EXERCISE INSTRUCTIONS - Repeat every record exactly as written.

=== Section Start ===

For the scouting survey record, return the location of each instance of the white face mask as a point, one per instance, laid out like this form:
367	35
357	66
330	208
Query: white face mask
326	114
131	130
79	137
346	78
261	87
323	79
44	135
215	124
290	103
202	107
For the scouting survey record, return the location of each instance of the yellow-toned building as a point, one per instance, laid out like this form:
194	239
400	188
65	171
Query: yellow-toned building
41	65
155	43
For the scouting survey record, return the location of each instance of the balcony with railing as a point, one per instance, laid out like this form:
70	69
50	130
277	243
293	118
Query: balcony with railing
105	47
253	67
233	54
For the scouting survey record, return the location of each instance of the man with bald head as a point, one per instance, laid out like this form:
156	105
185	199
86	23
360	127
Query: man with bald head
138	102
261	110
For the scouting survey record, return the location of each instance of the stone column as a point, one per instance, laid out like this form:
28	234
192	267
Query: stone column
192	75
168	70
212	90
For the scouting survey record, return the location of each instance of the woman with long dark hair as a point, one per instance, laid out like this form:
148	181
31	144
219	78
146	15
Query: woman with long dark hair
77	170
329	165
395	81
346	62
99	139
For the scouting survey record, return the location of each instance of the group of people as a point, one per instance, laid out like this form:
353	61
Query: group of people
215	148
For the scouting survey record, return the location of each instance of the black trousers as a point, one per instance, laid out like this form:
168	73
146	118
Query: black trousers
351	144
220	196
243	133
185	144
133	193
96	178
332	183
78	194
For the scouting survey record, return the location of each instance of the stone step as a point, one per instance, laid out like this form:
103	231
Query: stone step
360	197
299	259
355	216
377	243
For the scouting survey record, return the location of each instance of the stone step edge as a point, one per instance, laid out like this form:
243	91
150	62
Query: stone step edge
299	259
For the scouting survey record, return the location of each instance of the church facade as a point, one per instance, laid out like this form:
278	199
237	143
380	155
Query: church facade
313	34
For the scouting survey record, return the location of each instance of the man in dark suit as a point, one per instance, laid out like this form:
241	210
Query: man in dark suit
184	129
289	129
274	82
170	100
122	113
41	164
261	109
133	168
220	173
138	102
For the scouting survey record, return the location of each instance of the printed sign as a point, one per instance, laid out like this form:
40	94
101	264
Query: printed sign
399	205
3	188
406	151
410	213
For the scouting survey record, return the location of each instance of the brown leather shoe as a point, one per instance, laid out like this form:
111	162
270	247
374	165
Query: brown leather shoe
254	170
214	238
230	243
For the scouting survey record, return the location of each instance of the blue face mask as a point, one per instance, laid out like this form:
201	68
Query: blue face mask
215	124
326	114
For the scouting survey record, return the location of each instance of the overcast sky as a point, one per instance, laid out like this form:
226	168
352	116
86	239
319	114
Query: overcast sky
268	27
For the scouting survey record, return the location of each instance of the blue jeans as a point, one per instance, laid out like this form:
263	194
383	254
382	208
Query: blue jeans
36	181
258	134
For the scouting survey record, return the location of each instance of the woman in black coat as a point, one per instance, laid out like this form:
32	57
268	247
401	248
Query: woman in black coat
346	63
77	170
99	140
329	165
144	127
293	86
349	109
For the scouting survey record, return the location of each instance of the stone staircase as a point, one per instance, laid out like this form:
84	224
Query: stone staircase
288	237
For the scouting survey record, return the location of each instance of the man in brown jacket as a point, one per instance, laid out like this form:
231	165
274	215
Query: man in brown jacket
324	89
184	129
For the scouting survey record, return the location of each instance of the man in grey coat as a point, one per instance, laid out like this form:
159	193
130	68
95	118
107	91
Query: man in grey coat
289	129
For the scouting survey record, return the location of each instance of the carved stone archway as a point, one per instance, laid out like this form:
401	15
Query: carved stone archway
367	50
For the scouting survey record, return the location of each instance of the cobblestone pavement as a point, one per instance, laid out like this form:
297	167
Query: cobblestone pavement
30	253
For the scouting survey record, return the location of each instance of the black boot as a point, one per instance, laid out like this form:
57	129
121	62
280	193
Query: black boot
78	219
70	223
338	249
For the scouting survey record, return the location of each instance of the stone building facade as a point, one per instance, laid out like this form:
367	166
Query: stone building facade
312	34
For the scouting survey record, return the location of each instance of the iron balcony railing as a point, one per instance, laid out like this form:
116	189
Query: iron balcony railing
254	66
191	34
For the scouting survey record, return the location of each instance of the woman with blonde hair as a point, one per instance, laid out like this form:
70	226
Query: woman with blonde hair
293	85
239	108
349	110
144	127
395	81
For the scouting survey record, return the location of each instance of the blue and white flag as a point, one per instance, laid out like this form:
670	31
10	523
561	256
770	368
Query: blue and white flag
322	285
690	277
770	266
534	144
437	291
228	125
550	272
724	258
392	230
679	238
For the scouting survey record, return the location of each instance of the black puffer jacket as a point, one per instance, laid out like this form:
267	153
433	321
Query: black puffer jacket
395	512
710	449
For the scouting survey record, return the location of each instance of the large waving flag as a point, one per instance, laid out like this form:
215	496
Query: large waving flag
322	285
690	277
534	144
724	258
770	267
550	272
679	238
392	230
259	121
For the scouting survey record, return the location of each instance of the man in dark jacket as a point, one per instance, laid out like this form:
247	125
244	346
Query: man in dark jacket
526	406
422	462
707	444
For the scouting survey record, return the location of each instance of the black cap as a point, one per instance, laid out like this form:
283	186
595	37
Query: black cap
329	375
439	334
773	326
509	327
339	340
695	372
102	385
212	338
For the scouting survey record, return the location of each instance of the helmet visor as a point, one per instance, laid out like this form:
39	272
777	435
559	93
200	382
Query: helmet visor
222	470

=== Section End ===

ANSWER FOR THE TASK -
For the scouting survey record, return the location of each instance of the white face mask as a point, one per instance, laid out like this form:
367	35
357	66
330	208
Query: white face mask
326	114
131	130
79	137
346	78
261	87
323	79
44	135
215	124
290	103
202	107
For the scouting survey record, return the location of each instance of the yellow-toned building as a point, one per instance, laid out like this form:
194	239
400	188
65	171
Query: yellow-toned building
41	65
155	43
For the scouting survey record, return the location of each instance of the balcony with railing as a point, one per instance, laid out like this form:
70	69
50	130
277	243
293	118
Query: balcony with railing
105	47
253	67
233	54
For the scouting survey record, return the location of each instance of the man with bald head as a point, one per instance, laid out like this form:
156	105
185	199
86	23
360	127
Query: man with bald head
138	102
261	110
For the scouting survey record, return the location of each instance of the stone column as a point, one per instance, laid out like this form:
28	234
192	267
Query: stone column
192	75
168	70
212	90
For the scouting survey record, return the location of each instance of the woman with long dark hair as a point, one per instance, laid out like this form:
148	181
31	144
219	78
146	15
Query: woman with long dark hair
77	170
329	165
395	81
346	62
99	139
For the scouting survey record, return the location of each instance of the group of people as a point, one per instance, laid out like this form:
353	61
Query: group of people
215	148
For the scouting survey record, return the location of each instance of the black trousers as a point, one per instance, laid out like this form:
168	73
146	118
Query: black trousers
351	144
220	196
243	133
185	144
133	193
96	178
332	183
78	194
For the scouting survey record, return the location of each instance of the stone step as a point, one per instance, laid out like this form:
103	231
Query: stone step
360	197
299	259
355	216
377	243
For the scouting survey record, return the location of each instance of the stone step edge as a point, one per instance, laid out like this form:
243	91
150	62
Query: stone step edge
299	259
For the scouting survey record, return the location of each instance of the church facade as a point, one per instance, laid out like this form:
278	199
237	143
380	155
Query: church facade
313	34
For the scouting survey record, return the location of each instance of the man in dark suit as a point, one per instance, laid out like this form:
241	210
Query: man in dark suit
184	129
289	129
274	82
170	100
122	113
41	164
261	109
133	168
220	173
138	102
For the scouting survey record, return the location of each instance of the printed sign as a point, one per instance, laid out like this form:
40	94
101	264
Query: printed sign
399	205
3	188
406	151
410	213
For the scouting survey record, return the location of each instance of the brown leather shoe as a point, one per instance, laid out like this form:
111	162
270	247
374	165
Query: brown leather shoe
254	170
214	238
230	243
For the scouting survey record, return the location of each instance of the blue face mask as a point, one per instance, laid out like this form:
201	68
Query: blue face mask
215	124
326	114
For the scouting survey record, return the location of each instance of the overcast sky as a point, one per instance, laid out like this form:
226	168
352	116
86	239
319	114
Query: overcast sky
268	27
For the scouting survey record, return the location of each instance of the blue jeans as a point, one per instance, laid out like this form:
263	194
383	254
382	208
Query: blue jeans
36	181
258	134
For the scouting survey record, return the location of each instance of the woman in black coat as a point, one per instance, laid out like this form:
32	57
268	247
401	248
Query: woman in black coat
346	63
77	170
99	140
329	165
144	127
293	86
349	109
For the scouting survey record, return the location of each instance of the stone staircase as a point, one per instance, laid out like this form:
84	224
Query: stone staircase
288	237
For the scouting survey record, return the location of each instance of the man in brown jacket as a point, one per instance, laid out like this form:
231	165
274	215
Query: man in brown jacket
324	89
184	129
For the scouting survey record, return the location of each instance of the man in grey coat as a point, one per instance, laid out like this form:
159	193
130	68
95	118
107	91
Query: man in grey coat
289	129
For the scouting survey record, return the location of each instance of the carved stone archway as a point, one per instance, laid out like this form:
401	15
Query: carved stone archway
367	50
For the scouting survey record, return the location of each instance of the cobblestone pavement as a point, one per instance, laid out like this form:
297	167
Query: cobblestone pavement
30	253
For the scouting survey record, return the location of each instance of the black boot as a point, one per instance, laid out like this form:
57	129
121	62
280	193
Query: black boot
78	219
70	223
338	249
For the scouting survey record, return the location of each instance of the stone building facade as a point, one per instance, laid out like this form:
367	166
Query: stone building facade
312	34
For the scouting survey record, return the location of each instance of the iron balcony railing as a point, one per instance, laid out like this form:
116	189
Query: iron balcony railing
254	66
191	34
For the scouting survey record, return the location of each instance of the woman with blonde hair as a point, one per instance, laid out like this form:
70	226
Query: woman with blonde hair
293	85
239	108
349	110
144	127
395	81
For the scouting survey record, return the location of each instance of the blue and white flag as a point, one per instance, laid out like this form:
670	31
10	523
561	256
770	368
Query: blue and white flag
322	285
690	277
770	266
534	144
437	291
228	125
550	272
724	258
392	230
679	238
For the scouting survey record, return the location of each instance of the black puffer jacket as a point, one per instance, laid out like this form:
267	153
433	321
Query: black puffer jacket
395	512
710	449
For the scouting survey record, return the location of each instance of the large waving flag as a point, one per instance, laid out like this form:
215	496
Query: large waving flag
322	285
690	277
534	144
724	258
770	267
550	272
679	238
392	230
259	121
For the scouting survey record, return the location of each instance of the man in dark jacket as a point, one per instance, laid out like this form:
247	125
244	346
Query: man in dark jacket
526	406
422	462
707	444
For the scouting survey record, return the location of each instance of the black cap as a point, one per instance, laid out like this form:
283	186
595	37
Query: black cap
329	375
439	334
773	326
509	327
339	340
695	372
102	385
212	338
For the scouting survey record, return the location of each instance of the helmet visor as a point, one per instance, laid out like this form:
39	272
777	435
559	93
200	382
Query: helmet visor
222	470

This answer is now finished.